Task requirements. Revise the material below by changing each occurrence of "pick out" to "locate" and leaving everything else unchanged.

[Point annotation dataset records]
· · · · ·
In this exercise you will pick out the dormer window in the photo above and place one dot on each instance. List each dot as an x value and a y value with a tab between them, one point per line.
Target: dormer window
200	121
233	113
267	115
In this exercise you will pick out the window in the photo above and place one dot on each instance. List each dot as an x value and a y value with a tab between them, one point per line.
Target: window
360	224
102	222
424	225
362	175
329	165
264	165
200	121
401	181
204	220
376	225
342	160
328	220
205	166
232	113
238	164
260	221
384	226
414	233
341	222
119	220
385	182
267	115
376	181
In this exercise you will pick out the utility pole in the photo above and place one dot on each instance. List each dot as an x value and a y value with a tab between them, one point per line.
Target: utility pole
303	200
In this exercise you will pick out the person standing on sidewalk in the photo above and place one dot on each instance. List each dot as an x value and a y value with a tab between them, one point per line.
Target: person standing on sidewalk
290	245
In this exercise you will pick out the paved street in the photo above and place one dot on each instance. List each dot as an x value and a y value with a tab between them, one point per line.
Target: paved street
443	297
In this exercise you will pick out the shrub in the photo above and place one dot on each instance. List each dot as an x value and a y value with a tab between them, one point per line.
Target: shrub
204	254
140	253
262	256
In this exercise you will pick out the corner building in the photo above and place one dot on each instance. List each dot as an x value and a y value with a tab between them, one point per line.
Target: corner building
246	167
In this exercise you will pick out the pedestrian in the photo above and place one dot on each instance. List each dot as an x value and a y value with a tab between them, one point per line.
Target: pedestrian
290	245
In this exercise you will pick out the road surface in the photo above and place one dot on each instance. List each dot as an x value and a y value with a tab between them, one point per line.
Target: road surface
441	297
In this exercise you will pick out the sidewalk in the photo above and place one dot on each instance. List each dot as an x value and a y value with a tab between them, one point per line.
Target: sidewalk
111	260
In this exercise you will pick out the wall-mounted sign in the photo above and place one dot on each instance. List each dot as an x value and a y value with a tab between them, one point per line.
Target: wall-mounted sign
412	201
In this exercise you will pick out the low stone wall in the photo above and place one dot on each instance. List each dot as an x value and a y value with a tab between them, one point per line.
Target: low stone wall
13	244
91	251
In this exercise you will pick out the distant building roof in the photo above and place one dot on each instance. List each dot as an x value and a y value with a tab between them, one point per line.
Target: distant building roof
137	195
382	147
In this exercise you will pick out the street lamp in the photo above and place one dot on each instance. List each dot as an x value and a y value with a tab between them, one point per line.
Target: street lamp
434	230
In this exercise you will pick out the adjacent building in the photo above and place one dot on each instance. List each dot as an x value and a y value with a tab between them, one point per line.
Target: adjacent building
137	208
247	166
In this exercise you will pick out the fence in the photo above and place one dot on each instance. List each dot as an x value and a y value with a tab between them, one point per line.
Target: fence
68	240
· · · · ·
Answer in full.
In this exercise you will locate the dormer window in the photo above and place one dot on each instance. List each dot as an x value and a y value with a tab between them, one point per line.
Target: dormer window
200	121
233	113
267	115
In this exercise you will locate the window in the photo above and place one dot on each instance. List each dot as an x value and a y value with a tab between them, one point per line.
Target: window
360	224
102	222
424	225
362	175
329	165
264	165
200	121
401	181
204	220
376	225
342	160
328	220
205	166
232	113
238	164
260	221
384	226
414	233
341	222
119	220
385	182
267	115
376	181
In this exercise you will locate the utility pole in the photo above and place one dot on each instance. List each dot as an x value and a y value with a tab between them, one point per line.
Target: utility pole
303	200
In this exercise you will locate the person standing on sidewalk in the photo above and place one dot on each instance. List each dot as an x value and a y value with a tab between them, one point per line.
Target: person standing on sidewalk
290	245
In this exercise you will locate the paved street in the photo above and place one dot on each instance. List each dot as an x value and a y value with a tab between them, one point per line.
Target: paved street
443	297
In this exercise you will locate the shrub in the photo above and place one dot on each instance. List each dot as an x value and a y value with a tab between them, one point per line.
Target: shrub
204	254
140	253
262	256
In this exercise you will locate the corner building in the photo above and place one dot on each instance. List each dot as an x value and a y value with a tab between them, one point per line.
Target: corner building
246	167
In this exercise you will locate the pedestrian in the photo above and place one dot on each instance. List each dot as an x value and a y value with a tab between them, one point per line.
Target: pedestrian
290	245
In this exercise you will locate the road surface in the photo above and place one dot on each instance. List each dot as an x value and a y value with a tab between them, one point per line.
Target: road surface
441	297
In this exercise you will locate the sidewalk in the photo above and place one dot on each instance. List each dot as an x value and a y value with a tab between them, one point per line.
Target: sidewalk
111	260
In this exercise you will locate the wall-mounted sign in the photo above and place one dot on each instance. List each dot as an x value and a y value with a tab between them, one point per line.
Target: wall-mounted sign
412	201
In this exercise you will locate the low stone wall in the photo above and place one dot on each instance. List each dot as an x value and a y value with a tab between them, one point per line.
Target: low stone wall
13	244
91	251
In this exercise you will locate the distant building roof in the photo above and place one dot on each instance. List each dot as an x value and a y value with a tab between them, one point per line.
Target: distant building roof
137	195
382	147
In this exercise you will locate the street lamp in the photo above and place one dot on each instance. List each dot as an x value and a y value with a tab between them, one point per line.
Target: street lamp
434	230
In this exercise you will locate the adjacent building in the photo above and place one dot on each instance. List each dot as an x value and a y value with a tab between them, one point per line.
Target: adjacent building
137	208
247	166
In this exercise you will locate the fence in the photo above and place one dot on each instance. List each dot as an x value and a y value with a tab between them, one point per line.
Target: fence
68	240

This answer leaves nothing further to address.